Australia refugees: Detention centre 'gag' angers medics
- Published
Australian laws forbidding people working in the country's detention centres from speaking out about what they see have raised grave concerns in the medical community.
When Peter Young was in charge of mental health services at Australia's refugee detention centres, he says it became increasingly clear that authorities wanted to "keep the lid" on health issues that asylum seekers were experiencing.
The senior Australian psychiatrist says immigration authorities wanted details about the high rates of mental illness among children at the centres to be removed from his official reports.
He was asked to delete clinical opinions that made a direct link between prolonged detention and mental health problems.
Dr Young was director of International Health and Medical Services (IHMS) - a private health service contracted by Australia's Department of Immigration and Border Protection (DIBP), external to provide health care to detention centres - a role he held for three years.
'Bad behaviour'
Its services covered the country's controversial offshore facilities on the Pacific island of Nauru and Papua New Guinea's Manus Island, where all asylum seekers who try to reach Australia by boat are sent - never to be resettled in Australia even if their refugee claims are proven.
In advising on treatment, Dr Young argued with authorities who considered acts of self-harm by detainees as "a type of bad behaviour, rather than a manifestation of people in extreme states of hopelessness".
He says he was later refused permission to use data he had collected about health issues in detention centres in presentations or publications.
"They made it very clear this type of information should never get into the public domain," he told the BBC.
Now there is fear that health workers could go to prison for such revelations under new Border Force laws, external that threaten "entrusted people" with up to two years in prison if they reveal protected information about Australia's detention facilities.
In recent months, hundreds of doctors and nurses have staged public protests in cities across Australia, posing with their hands over their mouths to highlight the risk of being silenced.
Their concerns are shared by Australia's 13 peak medical groups, who have accused the government of trying to "gag" health professionals.
The World Medical Association has also warned the laws are "in striking conflict with basic principles of medical ethics".
Critics say the gag is the latest act in a "culture of secrecy" around tough Australian policies designed to stop boatloads of asylum seekers from arriving on Australian shores.
The government is unapologetic about its stance on "stopping the boats"
It denies it is trying to silence doctors and nurses or that it wants to suppress health information.
The Border Force says the new laws are to protect "operational security" and insists robust internal mechanisms are in place through which medical concerns can be raised and addressed.

▶ _Data extract_:
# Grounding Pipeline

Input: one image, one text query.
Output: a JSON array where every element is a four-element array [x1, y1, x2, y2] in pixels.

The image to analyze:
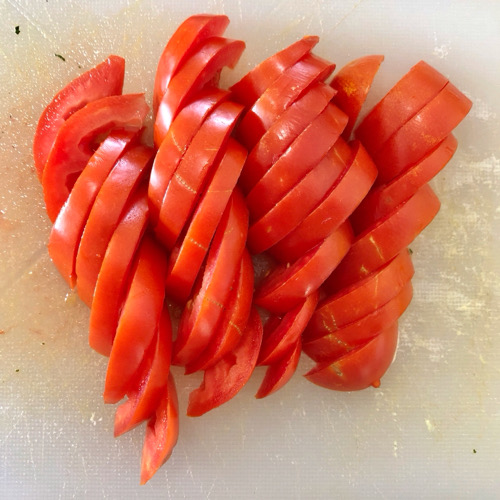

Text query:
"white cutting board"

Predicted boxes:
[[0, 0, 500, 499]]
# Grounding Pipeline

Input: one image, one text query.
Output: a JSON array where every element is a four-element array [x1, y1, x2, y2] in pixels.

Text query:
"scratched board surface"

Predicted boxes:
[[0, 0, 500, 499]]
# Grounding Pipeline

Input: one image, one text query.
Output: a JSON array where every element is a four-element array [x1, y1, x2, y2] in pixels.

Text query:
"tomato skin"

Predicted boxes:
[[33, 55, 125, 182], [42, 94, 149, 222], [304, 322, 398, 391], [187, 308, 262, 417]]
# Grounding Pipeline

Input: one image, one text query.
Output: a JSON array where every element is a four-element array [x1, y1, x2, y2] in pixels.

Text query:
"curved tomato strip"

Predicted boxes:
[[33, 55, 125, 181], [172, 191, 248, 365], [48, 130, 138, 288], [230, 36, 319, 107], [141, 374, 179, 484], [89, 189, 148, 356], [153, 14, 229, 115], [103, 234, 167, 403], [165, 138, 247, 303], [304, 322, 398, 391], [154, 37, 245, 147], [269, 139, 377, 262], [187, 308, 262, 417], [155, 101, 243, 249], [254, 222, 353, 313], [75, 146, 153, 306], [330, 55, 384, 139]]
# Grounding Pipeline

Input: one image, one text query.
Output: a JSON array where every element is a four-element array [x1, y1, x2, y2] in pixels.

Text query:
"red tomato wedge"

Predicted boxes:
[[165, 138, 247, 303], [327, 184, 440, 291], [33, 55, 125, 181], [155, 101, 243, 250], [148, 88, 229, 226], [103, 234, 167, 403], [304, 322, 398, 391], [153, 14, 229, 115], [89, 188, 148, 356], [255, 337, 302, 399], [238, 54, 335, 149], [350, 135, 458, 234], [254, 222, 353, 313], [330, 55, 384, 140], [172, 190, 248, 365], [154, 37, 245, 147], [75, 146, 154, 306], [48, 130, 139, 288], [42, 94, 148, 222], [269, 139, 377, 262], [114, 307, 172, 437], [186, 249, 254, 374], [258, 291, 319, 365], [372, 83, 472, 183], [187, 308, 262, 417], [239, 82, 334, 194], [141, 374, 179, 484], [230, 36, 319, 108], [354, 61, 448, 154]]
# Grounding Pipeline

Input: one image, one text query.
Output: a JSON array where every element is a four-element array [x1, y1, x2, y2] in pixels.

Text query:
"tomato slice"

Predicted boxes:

---

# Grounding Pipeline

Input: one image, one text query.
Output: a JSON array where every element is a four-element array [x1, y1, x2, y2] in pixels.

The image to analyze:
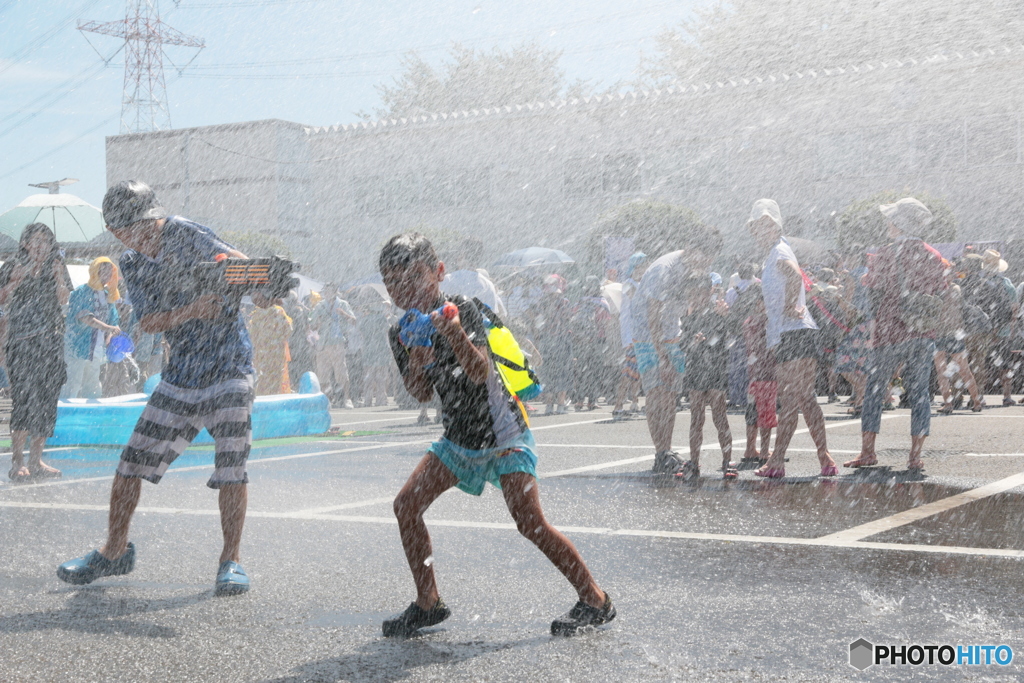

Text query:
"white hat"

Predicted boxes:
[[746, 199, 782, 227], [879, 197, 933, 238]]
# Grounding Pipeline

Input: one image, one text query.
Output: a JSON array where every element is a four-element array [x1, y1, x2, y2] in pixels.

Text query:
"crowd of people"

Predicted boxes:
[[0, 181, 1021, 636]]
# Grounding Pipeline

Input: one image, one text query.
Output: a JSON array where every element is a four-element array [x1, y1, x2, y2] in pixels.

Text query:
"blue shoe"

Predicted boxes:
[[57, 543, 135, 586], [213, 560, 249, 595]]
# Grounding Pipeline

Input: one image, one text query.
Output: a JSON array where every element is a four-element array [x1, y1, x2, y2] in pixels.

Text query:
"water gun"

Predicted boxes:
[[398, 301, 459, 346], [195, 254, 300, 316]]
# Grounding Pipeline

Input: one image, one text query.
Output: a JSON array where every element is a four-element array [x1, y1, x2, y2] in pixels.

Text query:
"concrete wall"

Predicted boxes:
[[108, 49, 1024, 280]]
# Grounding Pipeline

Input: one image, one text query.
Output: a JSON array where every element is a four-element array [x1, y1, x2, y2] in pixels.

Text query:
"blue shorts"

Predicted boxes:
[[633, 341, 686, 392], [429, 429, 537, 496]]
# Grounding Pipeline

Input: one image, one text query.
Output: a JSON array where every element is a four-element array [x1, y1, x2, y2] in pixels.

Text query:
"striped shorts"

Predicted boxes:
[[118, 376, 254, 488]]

▶ _Aim of the exercise_:
Answer these questions about the article on Australia's detention centre laws:
1. How long did Peter Young hold his role as director of International Health and Medical Services?
2. What is the maximum prison term the new Border Force laws threaten for "entrusted people" who reveal protected information?
3. How many peak medical groups have accused the government of trying to "gag" health professionals?

▶ _Result_:
1. Three years.
2. Up to two years.
3. Thirteen.